▶ **LATIHAN A**
Bisakah Anda mencetak bagian teks tentang pertempuran Undru melawan Belanda di bawah ini, mulai dari "Setelah kedua belah" dan terus sampai "dalam peperangan itu.", tanpa mengubah satu kata pun?

▶ **POTONGAN TEKS**
══════════

Tooor. .. . Dooor... ..Tooor. ... .. suara pistol, sebagai sen (tanda) tiga kali berturut-turut dari pihak Belanda, yang di tembakan ke atas, pertanda bahwa perang akan dimulai.
Begitu juga Tentara Undru dan kawan-kawan dengan tembakan Dorloknya lima kali berturut-turut memecah keheningan malam sebagai tanda balasan.
Setelah kedua belah pihaknya bermain kode, mulailah mereka-mereka bertempur. Saling bidik, saling tembak, saling pekik, perang campuh, hebat seru dan menyeramkan. Gelegamya suara meriam dan senapan serta gemerciknya pedang beradu, seolah-olah sebuah adegan drama yang menegakkan bulu tengkuk. Itu terjadi pada tanggal 20 Juli 1906, yang diawali sejak pukul 4 subuh dan berakhir pada jam 12:00 siang, dengan lenyapnya kampung Sapugara. Dan disini tidak usah kita lukiskan panjang lebar tentang bagaimana gagah dan sengitnya perlawanan Undru dan kawan-kawan terhadap lawannya yang nyatanya hanya tinggal tiga lusin (36 orang) hanya sisa-sisa serdadu Belanda yang masih hidup, sedang Kapten Yan Clement, mati terbunuh dalam peperangan itu.
Tiada berkata lagi besarnya resiko Belanda yang mesti dikorbankan untuk keperluan perang, baik kerugian jiwa maupun kerugian material. Ini tidak heran berdasarkan kenyataan yang pernah di saksikan oleh rakyat pada zaman itu yakni apabila Si bedil Mayor meletus, maka Pecunang dalam sebutir sanggup menembus musuh-musuh dua setengah lusin (30 orang).
Menurut cerita bahwa peluru Pecunang itu memiliki keistimewaan yang tak pernah dimiliki peluru dan senjata lain, dan mempunyai keajaiban yang luar biasa. Apabila peluru tersebut di tembakan, kena atau tidak kepada sasarannya, maka lazimnya peluru itu kembali lagi kepada pemiliknya. Jadi sama dengan senjata yang dipergunakan oleh Hotentot suku pedalaman asli Benua Australia, yang bernama Bumerang.
Rupanya sama dengan busur panah.Dan kalau sekarang pada abad modern ini sama dengan peluru kendali yang digerakan oleh tenaga atom.
Kalau dari pihak lawan banyak yang jatuh korban, maka dari pihak Undru dan kawan-kawan pun tidak sedikit yang gugur/tewas di medan laga .memang didalam peperangan orang tidak memikirkan siapa benar dan siapa salah, siapa menang dan siapa kalah. Karena perang adalah penderitaan dan kehancuran belaka mendengar perkataan perang, terbayanglah dalam kelopak rnata kita dan terdengarlah oleh kita, sorak, sorai gemuruhnya senjata, jeritan dan tangis, tersemburnya darah, daging-daging yang koyak berkeping-keping serta tulang belulang berserakan.

══════════

▶ **BAHAN LATIHAN**
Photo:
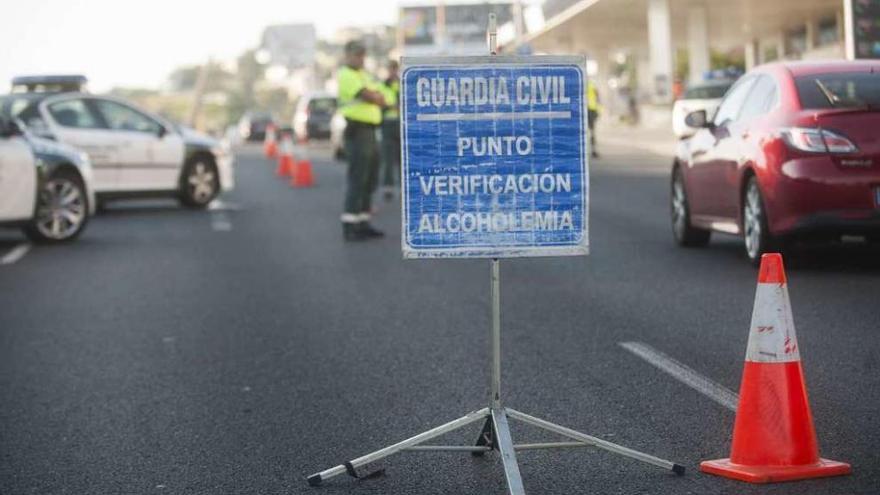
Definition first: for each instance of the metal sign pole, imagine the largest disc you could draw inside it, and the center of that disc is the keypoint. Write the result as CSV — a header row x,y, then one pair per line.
x,y
495,434
495,333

══════════

▶ **LATIHAN B**
Bisakah Anda menyusun daftar di atas, bukan teks pertempurannya, sebagai CSV dua kolom bernama "perintah" dan "jawaban", dengan satu baris untuk setiap perintah beserta jawabannya? Tempatkan masing-masing dalam satu kolom bertanda kutip, ubah pergantian baris menjadi spasi, dan jangan sertakan gambarnya.

▶ **PENYELESAIAN SOAL A**
Setelah kedua belah pihaknya bermain kode, mulailah mereka-mereka bertempur. Saling bidik, saling tembak, saling pekik, perang campuh, hebat seru dan menyeramkan. Gelegamya suara meriam dan senapan serta gemerciknya pedang beradu, seolah-olah sebuah adegan drama yang menegakkan bulu tengkuk. Itu terjadi pada tanggal 20 Juli 1906, yang diawali sejak pukul 4 subuh dan berakhir pada jam 12:00 siang, dengan lenyapnya kampung Sapugara. Dan disini tidak usah kita lukiskan panjang lebar tentang bagaimana gagah dan sengitnya perlawanan Undru dan kawan-kawan terhadap lawannya yang nyatanya hanya tinggal tiga lusin (36 orang) hanya sisa-sisa serdadu Belanda yang masih hidup, sedang Kapten Yan Clement, mati terbunuh dalam peperangan itu.

▶ **PENYELESAIAN SOAL B**
perintah,jawaban
"Photo: Definition first: for each instance of the metal sign pole, imagine the largest disc you could draw inside it, and the center of that disc is the keypoint. Write the result as CSV — a header row x,y, then one pair per line.","x,y 495,434 495,333"